**Your objective:**
Shift each point coordinate in the answers of the records below by adding 52 to both of its numbers. Then write out every line again, requests included.

**Position annotation records:**
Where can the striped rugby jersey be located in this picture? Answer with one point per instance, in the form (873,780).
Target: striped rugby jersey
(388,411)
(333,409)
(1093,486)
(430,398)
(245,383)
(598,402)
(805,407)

**Written solution:**
Where can the striped rugby jersey be located in this picture? Answer with one point per instance, in the form (873,780).
Target: striped rugby jersey
(440,463)
(385,461)
(1145,538)
(482,450)
(297,435)
(650,454)
(857,459)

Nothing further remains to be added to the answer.